Records from a dataset:
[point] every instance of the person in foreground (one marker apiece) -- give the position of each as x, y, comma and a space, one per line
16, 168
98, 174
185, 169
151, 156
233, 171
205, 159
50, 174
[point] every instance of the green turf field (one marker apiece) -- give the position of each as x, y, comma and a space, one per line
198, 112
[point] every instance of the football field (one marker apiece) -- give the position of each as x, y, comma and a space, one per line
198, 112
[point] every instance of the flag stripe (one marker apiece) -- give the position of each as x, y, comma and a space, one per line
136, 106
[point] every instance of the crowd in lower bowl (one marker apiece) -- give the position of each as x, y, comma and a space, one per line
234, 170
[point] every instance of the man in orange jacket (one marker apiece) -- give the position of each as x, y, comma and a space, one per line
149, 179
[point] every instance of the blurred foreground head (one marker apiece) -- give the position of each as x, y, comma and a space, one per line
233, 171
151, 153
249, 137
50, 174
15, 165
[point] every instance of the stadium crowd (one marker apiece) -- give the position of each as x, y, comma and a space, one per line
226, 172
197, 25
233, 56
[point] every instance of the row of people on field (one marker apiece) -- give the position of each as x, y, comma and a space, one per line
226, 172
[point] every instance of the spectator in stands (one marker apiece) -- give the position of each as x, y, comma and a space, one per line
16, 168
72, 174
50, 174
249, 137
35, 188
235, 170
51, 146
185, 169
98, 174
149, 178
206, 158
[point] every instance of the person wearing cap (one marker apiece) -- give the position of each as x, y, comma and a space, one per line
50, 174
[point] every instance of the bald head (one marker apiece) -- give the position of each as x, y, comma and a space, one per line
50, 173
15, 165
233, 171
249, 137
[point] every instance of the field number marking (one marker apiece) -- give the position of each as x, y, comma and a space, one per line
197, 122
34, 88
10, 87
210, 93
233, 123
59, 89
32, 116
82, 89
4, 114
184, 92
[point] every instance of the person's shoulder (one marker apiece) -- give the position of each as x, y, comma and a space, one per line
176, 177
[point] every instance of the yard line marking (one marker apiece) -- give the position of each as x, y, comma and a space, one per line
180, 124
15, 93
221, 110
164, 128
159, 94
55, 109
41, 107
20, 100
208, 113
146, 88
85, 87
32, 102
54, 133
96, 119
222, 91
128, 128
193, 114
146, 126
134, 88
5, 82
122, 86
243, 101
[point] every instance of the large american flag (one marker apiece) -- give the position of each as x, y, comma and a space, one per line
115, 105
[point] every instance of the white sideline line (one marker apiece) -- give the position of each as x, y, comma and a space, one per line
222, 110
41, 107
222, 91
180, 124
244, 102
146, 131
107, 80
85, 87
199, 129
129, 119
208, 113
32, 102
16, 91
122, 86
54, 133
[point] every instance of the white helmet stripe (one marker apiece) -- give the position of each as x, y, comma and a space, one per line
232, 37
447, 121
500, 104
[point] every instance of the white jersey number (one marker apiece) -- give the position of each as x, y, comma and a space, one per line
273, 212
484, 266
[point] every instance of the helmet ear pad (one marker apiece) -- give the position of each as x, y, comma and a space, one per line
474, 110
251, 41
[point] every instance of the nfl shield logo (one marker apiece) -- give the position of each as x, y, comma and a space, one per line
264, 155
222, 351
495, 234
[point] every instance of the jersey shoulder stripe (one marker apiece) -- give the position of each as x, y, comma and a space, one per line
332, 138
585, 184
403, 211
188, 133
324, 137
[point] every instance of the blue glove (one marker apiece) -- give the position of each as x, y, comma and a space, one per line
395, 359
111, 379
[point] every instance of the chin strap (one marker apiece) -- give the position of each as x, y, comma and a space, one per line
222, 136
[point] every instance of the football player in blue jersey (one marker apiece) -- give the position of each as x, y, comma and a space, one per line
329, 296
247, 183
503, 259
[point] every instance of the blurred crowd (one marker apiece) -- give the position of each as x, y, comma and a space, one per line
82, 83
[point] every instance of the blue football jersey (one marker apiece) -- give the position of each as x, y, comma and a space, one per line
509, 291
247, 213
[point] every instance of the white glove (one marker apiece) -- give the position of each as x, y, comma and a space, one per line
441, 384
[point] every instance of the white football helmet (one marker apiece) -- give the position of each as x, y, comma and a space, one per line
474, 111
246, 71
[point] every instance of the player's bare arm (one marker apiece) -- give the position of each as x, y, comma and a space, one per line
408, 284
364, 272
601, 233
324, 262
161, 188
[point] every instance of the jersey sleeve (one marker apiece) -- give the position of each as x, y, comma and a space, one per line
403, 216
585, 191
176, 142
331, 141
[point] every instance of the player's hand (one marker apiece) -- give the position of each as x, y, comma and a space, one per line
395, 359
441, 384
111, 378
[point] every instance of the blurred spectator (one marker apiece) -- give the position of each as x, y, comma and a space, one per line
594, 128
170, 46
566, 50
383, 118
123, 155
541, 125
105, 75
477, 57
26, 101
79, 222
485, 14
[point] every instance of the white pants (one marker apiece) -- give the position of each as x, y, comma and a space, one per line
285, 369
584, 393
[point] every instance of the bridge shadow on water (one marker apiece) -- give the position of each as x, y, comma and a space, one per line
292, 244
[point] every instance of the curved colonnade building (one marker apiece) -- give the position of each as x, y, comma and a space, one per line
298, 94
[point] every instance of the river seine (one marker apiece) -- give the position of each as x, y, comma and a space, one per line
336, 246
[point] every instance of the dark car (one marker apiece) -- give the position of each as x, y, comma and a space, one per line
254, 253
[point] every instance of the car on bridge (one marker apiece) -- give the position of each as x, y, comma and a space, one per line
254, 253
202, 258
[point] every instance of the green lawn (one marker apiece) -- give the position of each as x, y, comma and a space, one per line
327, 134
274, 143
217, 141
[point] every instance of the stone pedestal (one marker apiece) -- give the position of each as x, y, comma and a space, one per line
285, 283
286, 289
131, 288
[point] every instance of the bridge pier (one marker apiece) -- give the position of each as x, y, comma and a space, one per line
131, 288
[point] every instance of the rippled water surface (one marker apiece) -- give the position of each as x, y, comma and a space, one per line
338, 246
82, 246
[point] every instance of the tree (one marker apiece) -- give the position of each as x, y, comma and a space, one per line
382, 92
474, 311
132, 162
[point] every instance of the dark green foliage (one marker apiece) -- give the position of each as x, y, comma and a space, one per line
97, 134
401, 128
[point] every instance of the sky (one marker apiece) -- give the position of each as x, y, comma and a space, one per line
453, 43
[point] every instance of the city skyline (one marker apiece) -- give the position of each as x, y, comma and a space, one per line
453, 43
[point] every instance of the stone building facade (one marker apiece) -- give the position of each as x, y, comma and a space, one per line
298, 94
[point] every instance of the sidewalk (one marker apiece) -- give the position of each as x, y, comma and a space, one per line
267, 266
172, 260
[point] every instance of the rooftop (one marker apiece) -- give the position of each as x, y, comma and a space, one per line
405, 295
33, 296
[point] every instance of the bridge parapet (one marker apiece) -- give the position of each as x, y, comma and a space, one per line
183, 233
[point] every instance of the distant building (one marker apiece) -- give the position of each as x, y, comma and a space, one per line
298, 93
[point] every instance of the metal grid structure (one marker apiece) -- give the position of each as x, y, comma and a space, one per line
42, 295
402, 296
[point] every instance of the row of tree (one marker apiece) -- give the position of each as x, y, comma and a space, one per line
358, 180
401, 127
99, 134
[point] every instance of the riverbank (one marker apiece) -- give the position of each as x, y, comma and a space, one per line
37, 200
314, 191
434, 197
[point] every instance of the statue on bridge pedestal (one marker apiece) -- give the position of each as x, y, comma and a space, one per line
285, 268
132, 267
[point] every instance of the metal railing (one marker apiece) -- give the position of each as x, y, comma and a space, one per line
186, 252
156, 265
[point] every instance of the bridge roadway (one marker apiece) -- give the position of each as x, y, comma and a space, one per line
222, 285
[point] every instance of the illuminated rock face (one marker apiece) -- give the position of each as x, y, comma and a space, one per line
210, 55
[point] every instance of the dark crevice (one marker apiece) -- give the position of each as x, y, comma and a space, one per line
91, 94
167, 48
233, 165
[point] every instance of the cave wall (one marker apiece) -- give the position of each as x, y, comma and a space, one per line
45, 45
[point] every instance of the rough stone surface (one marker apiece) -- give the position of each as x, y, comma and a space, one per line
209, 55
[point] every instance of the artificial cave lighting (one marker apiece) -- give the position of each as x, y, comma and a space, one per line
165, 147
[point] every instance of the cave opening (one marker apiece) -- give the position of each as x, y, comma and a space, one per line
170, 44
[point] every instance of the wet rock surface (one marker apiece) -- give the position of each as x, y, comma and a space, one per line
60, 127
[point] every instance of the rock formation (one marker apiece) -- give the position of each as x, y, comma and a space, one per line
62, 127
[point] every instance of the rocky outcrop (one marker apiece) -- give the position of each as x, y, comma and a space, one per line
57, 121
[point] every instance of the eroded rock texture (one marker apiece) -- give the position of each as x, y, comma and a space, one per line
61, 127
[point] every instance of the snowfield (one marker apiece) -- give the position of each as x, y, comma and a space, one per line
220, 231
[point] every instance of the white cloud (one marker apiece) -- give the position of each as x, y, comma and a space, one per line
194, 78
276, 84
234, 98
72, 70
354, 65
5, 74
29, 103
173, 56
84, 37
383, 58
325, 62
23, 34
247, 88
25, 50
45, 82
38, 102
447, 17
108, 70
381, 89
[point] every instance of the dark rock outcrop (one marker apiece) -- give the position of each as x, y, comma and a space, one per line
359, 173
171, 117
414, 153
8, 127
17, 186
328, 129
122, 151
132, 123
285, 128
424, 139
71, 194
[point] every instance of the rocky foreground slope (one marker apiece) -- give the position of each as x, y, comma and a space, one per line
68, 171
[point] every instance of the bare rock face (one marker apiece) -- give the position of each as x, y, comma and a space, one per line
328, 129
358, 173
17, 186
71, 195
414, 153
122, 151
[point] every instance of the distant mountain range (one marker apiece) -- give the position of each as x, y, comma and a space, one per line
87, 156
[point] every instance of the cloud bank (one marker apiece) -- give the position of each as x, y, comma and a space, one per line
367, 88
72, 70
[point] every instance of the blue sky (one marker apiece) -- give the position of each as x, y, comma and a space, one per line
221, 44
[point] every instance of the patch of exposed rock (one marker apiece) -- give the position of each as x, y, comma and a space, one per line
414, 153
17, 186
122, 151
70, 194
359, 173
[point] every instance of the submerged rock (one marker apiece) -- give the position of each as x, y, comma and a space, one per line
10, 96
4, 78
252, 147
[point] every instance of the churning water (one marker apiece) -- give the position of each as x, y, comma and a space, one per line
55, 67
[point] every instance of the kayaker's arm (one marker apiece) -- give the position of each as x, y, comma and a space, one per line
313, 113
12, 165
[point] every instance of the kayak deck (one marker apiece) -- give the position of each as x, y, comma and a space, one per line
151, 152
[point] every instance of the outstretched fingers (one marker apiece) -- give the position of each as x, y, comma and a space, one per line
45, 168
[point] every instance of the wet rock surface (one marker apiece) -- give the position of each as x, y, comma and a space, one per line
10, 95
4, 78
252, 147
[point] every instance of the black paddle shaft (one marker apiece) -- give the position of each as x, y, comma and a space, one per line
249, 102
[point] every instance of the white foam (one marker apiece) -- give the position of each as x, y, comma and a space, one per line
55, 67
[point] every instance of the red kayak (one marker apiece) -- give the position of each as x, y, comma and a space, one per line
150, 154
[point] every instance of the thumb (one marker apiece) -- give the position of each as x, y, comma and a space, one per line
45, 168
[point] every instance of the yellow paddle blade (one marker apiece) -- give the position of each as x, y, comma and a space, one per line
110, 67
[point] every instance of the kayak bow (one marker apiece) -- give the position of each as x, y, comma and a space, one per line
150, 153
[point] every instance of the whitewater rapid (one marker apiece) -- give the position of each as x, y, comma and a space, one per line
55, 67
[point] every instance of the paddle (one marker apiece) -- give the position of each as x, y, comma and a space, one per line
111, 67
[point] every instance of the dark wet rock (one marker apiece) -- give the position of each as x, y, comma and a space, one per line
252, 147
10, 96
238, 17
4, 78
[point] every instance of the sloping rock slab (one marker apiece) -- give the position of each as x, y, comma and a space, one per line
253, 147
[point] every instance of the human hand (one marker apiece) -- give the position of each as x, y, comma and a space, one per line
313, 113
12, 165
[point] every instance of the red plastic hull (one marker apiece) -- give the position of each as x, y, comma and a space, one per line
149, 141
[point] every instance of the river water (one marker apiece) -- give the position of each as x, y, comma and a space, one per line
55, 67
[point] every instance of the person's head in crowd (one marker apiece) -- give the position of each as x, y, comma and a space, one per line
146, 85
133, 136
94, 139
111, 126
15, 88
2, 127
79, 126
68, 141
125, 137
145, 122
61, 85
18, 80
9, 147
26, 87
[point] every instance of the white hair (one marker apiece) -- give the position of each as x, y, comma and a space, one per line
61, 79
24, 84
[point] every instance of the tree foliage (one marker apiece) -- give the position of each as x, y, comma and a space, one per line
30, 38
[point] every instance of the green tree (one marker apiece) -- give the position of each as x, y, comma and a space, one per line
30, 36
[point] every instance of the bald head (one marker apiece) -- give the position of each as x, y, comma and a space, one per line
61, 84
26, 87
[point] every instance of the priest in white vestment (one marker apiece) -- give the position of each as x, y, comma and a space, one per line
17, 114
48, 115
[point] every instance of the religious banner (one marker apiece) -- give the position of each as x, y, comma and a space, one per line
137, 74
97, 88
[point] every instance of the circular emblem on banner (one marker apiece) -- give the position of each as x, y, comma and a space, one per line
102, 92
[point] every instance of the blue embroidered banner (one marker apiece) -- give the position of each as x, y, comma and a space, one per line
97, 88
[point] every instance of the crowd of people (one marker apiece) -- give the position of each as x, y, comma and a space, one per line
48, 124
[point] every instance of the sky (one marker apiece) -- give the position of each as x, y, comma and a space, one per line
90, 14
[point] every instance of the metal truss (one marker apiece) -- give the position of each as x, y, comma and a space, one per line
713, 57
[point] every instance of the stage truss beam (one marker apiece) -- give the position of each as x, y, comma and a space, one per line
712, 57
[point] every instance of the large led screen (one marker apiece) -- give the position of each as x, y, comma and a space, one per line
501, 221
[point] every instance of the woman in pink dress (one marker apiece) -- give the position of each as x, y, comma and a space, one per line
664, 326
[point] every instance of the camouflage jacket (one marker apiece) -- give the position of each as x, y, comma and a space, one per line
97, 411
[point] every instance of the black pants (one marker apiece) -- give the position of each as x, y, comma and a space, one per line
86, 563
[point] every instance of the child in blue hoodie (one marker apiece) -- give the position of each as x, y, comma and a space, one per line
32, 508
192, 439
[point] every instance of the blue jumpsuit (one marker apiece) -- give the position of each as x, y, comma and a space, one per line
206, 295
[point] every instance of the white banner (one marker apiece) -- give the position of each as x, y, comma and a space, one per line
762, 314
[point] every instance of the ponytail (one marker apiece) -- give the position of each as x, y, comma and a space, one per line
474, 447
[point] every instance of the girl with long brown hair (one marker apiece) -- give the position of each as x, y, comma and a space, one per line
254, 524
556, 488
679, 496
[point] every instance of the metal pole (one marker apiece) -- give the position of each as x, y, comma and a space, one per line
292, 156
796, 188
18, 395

Short task
Return precisely the lines of the records, starting with the line that holds "[point] every instance of the stage" and ending with the last one.

Solution for this task
[point] every instance of the stage truss beam (one marker apiece) -- give the position of each as x, y, comma and a space, one per line
712, 57
[point] every instance of the large led screen (one marker apiece) -- give the position of each as x, y, comma and a space, one per line
501, 221
[point] every instance of the woman in pink dress (one marker apiece) -- give the position of each as x, y, comma and a space, one per line
664, 326
[point] every instance of the camouflage jacket (one marker apiece) -- give the position of each as x, y, comma and a space, one per line
97, 411
[point] every instance of the black pants (one marker apiece) -- give the position of each as x, y, comma and a space, one per line
86, 563
[point] every instance of the child in blue hoodie (one marker apiece) -- give the position of each as x, y, comma and a space, one per line
32, 508
192, 439
[point] every instance of the blue jumpsuit (one marker apiece) -- give the position of each as x, y, comma and a space, one per line
206, 295
[point] every instance of the white banner (one marker apiece) -- give the position of each as x, y, comma and a space, one per line
762, 314
[point] every instance of the ponytail (one marker apiece) -- give the position of each as x, y, comma and a space, one per line
474, 447
[point] every instance of the girl with long brown hair (one marker apiece) -- give the position of each as x, y, comma and a space, one per line
254, 524
556, 488
679, 496
[point] every instance of the metal pole (one marker apiece) -- give the position of each as x, y, comma and a space, one per line
292, 156
796, 188
18, 395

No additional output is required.